▶ _Written request a_:
Pull out every line in the records below that contains the word "keyed".

In Fond Remembrance of Me includes a dozen or so of Nuqat's "Noah Stories," but the real translation is Norman's attempt to bring into sharper perspective his youthful experience with loss. As he says at the beginning of this memoir, "I was twenty-eight, born in Toledo, Ohio, with a makeshift education and not very self-reflective, to put it bluntly; Helen...[was] perhaps the most introspective person I've known."

Resurrected from journals and notes, Norman's memoir does not suffer from the genre's occasionally hollow echo. He may not paint the landscape in his usual atmospheric prose, but Tanizaki comes to life vividly enough here to annoy and bemuse. She is funny, learned and possessed by quirky enthusiasms. One of her projects is to collect and translate Inuit folk tales that feature choking. Another is to compile American slang. The word "nowheresville" thrills her to no end.

If this were a movie, one might say Norman and Tanizaki have good chemistry. He plays the straight man to her slapstick, feverishly drinking his coffee and earnestly talking to Nuqat, while Tanizaki gets to be colorful, creative and funny, her attention always slightly elsewhere. When her gaze does finally land on Howard Norman - she always calls him by his entire name - Tanizaki is slightly dismissive, as if the word he brings to her mind is "twerp." When Norman asks her to interpret Nuqat's opinion of him, at first she resists. After some prying, Tanizaki relays this anecdote: "He said you try very hard. He added that a baby fox tries very hard when it's learning to piss in the snow. But that it often pisses on its own leg."

Not surprisingly, Nuqat is an equally large personality in Norman's memory, so much so that one is halfway through the book before it becomes clear that the title is somewhat misleading. It's as if Norman has decided to follow Benjamin's bromide to the letter, erasing himself from the tale except for the instances in which he affects Tanizaki or Nuqat.

By all accounts, Norman came to translating by the most circuitous route. After he dropped out of high school, he spent a summer as a fire lookout in Manitoba with mostly Cree Indians. He once told the Los Angeles Times the journey was provoked by the death of a close friend. But none of this finds its way into this memoir.

▶ _Written request b_:
Write out the memoir review above verbatim between "Not surprisingly, Nuqat" and "into this memoir.", inclusive.

▶ _Records shown_:

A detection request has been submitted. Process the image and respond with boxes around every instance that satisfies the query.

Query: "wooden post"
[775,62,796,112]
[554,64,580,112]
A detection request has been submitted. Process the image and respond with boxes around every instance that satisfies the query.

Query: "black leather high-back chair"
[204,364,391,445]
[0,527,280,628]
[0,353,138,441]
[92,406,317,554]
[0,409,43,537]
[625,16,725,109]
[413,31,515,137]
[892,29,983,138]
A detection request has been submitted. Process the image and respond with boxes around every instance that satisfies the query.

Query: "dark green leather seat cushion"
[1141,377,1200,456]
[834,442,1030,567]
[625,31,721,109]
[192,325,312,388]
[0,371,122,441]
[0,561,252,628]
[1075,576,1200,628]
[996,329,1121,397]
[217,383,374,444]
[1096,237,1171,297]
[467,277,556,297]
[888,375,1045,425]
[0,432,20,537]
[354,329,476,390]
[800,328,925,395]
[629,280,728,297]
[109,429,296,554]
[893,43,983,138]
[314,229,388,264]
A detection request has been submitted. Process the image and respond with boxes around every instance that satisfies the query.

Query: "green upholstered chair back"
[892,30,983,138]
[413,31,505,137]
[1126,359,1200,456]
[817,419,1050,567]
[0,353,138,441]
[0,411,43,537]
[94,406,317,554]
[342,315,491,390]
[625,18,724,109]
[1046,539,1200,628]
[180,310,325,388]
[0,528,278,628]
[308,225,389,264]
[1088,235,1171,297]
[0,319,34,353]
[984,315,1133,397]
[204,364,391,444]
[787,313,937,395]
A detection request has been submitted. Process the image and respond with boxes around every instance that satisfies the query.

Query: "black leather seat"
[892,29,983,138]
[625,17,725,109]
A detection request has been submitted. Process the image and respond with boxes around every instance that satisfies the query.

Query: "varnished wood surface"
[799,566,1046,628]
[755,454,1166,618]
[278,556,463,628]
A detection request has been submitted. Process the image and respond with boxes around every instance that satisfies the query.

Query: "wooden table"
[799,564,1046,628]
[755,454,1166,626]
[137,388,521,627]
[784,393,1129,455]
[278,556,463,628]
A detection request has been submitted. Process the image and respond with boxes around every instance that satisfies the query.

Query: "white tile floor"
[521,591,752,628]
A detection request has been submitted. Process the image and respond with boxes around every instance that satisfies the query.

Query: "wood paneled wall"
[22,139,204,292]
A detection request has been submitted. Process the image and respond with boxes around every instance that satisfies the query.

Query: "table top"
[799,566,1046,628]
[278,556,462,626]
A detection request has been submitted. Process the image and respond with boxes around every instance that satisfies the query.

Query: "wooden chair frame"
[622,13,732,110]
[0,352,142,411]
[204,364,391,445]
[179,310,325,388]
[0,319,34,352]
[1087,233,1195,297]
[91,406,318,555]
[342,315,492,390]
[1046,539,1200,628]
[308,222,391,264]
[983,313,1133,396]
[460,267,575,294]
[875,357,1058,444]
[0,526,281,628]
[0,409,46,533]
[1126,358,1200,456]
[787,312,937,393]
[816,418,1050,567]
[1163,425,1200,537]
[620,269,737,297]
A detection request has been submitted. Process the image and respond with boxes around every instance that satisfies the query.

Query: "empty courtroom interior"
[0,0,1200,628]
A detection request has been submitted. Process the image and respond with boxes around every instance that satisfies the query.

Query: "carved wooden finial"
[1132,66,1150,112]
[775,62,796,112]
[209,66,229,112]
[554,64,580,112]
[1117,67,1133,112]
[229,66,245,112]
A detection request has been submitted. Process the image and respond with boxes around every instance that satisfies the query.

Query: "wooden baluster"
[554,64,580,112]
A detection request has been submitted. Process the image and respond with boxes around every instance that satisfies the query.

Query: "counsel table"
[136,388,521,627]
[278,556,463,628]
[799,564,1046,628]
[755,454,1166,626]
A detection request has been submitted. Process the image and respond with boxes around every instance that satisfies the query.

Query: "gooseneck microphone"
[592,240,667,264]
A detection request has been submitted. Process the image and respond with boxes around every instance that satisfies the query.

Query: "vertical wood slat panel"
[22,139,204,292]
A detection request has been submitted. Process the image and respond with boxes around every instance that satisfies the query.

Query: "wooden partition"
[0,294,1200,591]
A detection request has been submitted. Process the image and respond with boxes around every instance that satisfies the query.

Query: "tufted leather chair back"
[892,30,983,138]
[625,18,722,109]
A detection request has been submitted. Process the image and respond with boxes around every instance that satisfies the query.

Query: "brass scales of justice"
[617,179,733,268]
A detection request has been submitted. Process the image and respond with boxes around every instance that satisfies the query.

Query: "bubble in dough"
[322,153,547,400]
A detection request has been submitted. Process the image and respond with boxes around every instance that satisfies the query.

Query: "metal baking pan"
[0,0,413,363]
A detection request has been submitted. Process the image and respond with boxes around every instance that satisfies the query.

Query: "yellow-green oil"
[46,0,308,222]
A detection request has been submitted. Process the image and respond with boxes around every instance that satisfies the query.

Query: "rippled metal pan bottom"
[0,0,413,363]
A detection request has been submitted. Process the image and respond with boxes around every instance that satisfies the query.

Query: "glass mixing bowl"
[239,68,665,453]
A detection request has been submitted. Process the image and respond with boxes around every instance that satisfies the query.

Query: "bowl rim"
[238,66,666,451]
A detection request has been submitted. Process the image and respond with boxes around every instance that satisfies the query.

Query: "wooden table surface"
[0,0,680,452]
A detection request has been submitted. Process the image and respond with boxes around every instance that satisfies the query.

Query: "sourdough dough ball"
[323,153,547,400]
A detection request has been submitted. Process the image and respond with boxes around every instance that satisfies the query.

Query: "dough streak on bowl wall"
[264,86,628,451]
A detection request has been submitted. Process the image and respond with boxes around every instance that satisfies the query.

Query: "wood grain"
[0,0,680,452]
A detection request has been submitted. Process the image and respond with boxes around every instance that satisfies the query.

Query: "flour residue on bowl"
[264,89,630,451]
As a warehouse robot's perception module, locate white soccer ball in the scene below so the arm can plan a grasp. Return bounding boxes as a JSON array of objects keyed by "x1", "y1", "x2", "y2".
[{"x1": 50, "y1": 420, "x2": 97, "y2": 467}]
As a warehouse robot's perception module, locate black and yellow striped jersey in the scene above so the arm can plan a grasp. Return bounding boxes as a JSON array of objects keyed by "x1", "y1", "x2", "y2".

▶ _Final result a_:
As a warehouse robot's perception module, locate white soccer ball in the scene below so the arm can plan a grasp. Return bounding boxes as a JSON array of objects keyed by "x1", "y1", "x2", "y2".
As a warehouse robot's perception module, locate black and yellow striped jersey in the scene above so the arm can plan a grasp. Return bounding boxes as a JSON array of objects keyed by "x1", "y1", "x2", "y2".

▶ _Final result b_:
Not surprisingly, Nuqat is an equally large personality in Norman's memory, so much so that one is halfway through the book before it becomes clear that the title is somewhat misleading. It's as if Norman has decided to follow Benjamin's bromide to the letter, erasing himself from the tale except for the instances in which he affects Tanizaki or Nuqat.

By all accounts, Norman came to translating by the most circuitous route. After he dropped out of high school, he spent a summer as a fire lookout in Manitoba with mostly Cree Indians. He once told the Los Angeles Times the journey was provoked by the death of a close friend. But none of this finds its way into this memoir.